------ Input for this task ------
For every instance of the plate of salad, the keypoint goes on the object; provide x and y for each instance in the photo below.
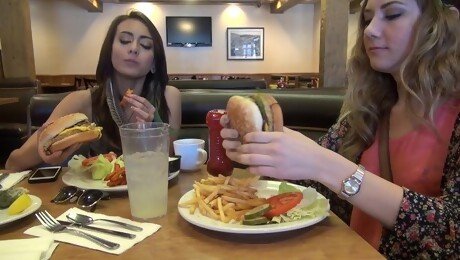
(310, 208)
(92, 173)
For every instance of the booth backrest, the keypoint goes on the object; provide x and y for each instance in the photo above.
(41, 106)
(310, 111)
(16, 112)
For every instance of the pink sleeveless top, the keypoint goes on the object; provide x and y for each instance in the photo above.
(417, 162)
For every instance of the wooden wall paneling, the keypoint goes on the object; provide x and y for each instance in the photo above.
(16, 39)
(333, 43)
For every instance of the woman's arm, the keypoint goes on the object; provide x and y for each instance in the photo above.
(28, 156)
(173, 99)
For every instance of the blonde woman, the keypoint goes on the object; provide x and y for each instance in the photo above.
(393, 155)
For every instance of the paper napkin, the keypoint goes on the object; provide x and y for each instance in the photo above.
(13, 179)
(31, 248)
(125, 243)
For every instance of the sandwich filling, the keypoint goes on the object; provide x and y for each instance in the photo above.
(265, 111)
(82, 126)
------
------ Input for this task ------
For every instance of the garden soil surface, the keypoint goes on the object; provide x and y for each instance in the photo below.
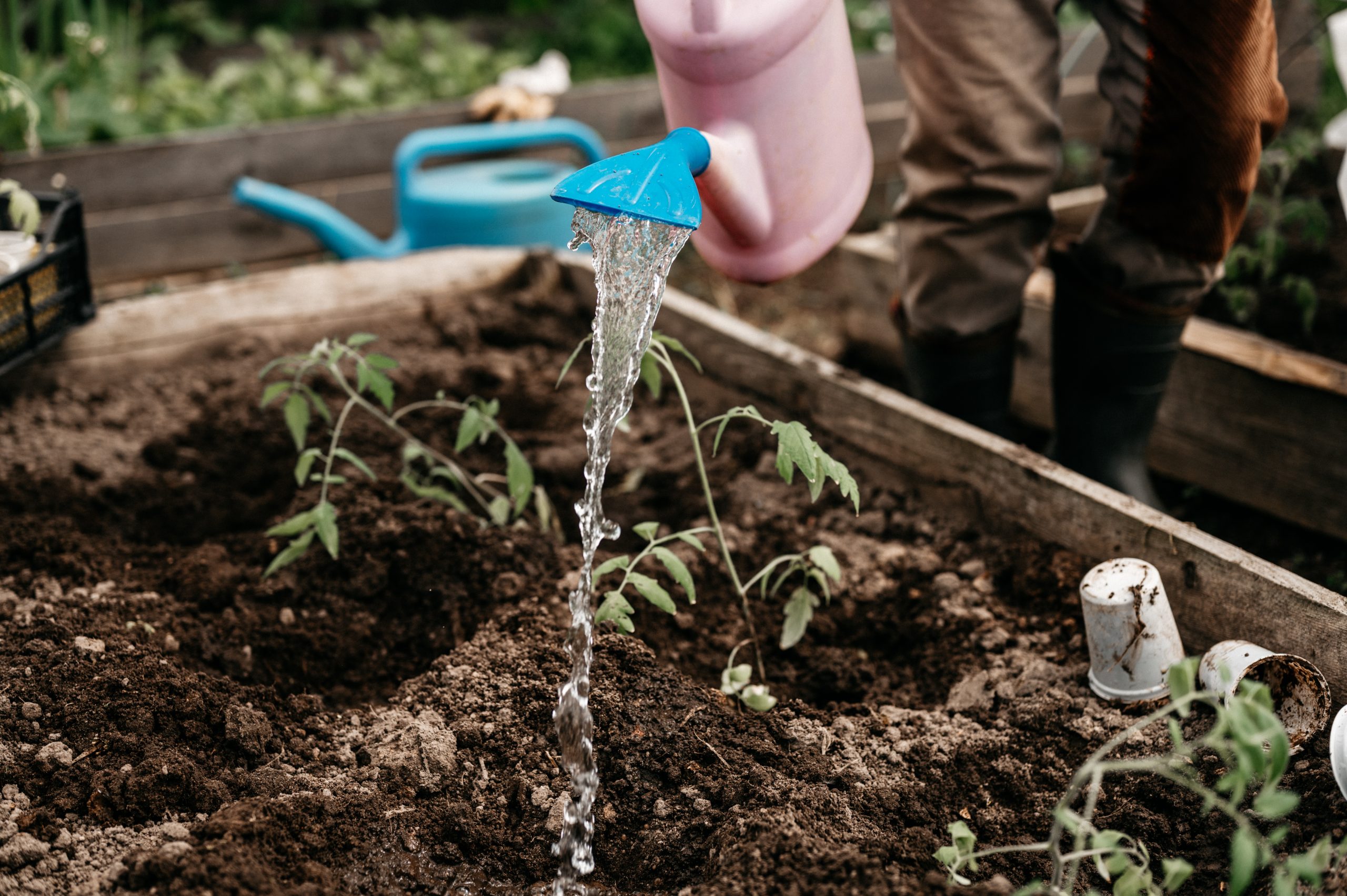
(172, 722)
------
§ **Your goal**:
Please pick out every line in the rows above that contains the word "provide" and copy each one in full.

§ **Final answer**:
For every instance of the plate of salad, the keypoint goes on the object; provide x and y for each instance in the photo below.
For every instance of the booth backrest, the keypoint goes on the object; provide x and y for each instance in the photo above.
For every instance of the pink sleeveless top, the keypoint goes on the object; provide x and y for each instance in the photo above.
For every instance of the wooden wall paneling, the keypoint goes on the object; provide x and y for each instance in the photo above.
For every instance of the woman's arm, the keypoint goes on the object; provide x and y for each instance in the photo above.
For every instance of the blonde woman, the keypoint goes on the object; provide x and y for each instance in the photo above.
For every instance of the paper napkin, the keypoint goes on the object; provide x and y for each instance in the photo above.
For every instance of the sandwich filling, the keypoint goes on the object; provide x and y for each instance in the photo above.
For every instance of the garden soil surface, the keypoint goes on the object; provide x and y for each instance in the photo below.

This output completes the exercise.